* INSTRUCTIONS FOR THE TASK
Please render every line of the entries below as a Markdown table with the columns "Row" and "Entry line," numbering the rows in order and omitting blank lines.

* Source records
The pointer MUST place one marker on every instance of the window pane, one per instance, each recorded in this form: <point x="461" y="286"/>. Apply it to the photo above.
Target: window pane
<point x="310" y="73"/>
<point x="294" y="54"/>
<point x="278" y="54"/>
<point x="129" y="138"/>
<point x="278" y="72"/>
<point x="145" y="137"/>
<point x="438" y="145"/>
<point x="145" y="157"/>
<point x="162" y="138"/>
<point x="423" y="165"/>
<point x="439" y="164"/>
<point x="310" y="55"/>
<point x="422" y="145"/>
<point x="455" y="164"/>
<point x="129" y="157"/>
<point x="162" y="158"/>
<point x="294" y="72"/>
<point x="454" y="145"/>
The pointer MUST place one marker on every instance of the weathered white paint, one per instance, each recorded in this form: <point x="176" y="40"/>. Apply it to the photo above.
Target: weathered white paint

* RESPONSE TO THE TASK
| Row | Entry line |
|---|---|
| 1 | The pointer MUST place one marker on every instance of the window pane, one per instance, each recorded in this form: <point x="461" y="286"/>. Apply it to the photo above. |
| 2 | Target: window pane |
| 3 | <point x="310" y="73"/> |
| 4 | <point x="294" y="54"/> |
| 5 | <point x="278" y="54"/> |
| 6 | <point x="129" y="138"/> |
| 7 | <point x="278" y="72"/> |
| 8 | <point x="145" y="137"/> |
| 9 | <point x="438" y="145"/> |
| 10 | <point x="145" y="157"/> |
| 11 | <point x="162" y="138"/> |
| 12 | <point x="423" y="165"/> |
| 13 | <point x="439" y="164"/> |
| 14 | <point x="310" y="55"/> |
| 15 | <point x="422" y="145"/> |
| 16 | <point x="455" y="164"/> |
| 17 | <point x="129" y="157"/> |
| 18 | <point x="162" y="158"/> |
| 19 | <point x="294" y="72"/> |
| 20 | <point x="454" y="145"/> |
| 21 | The pointer MUST place one marker on every instance of the weathered white paint, one per instance, each recorded in this form: <point x="176" y="40"/>. Apply it to the photo above. |
| 22 | Target: weathered white paint |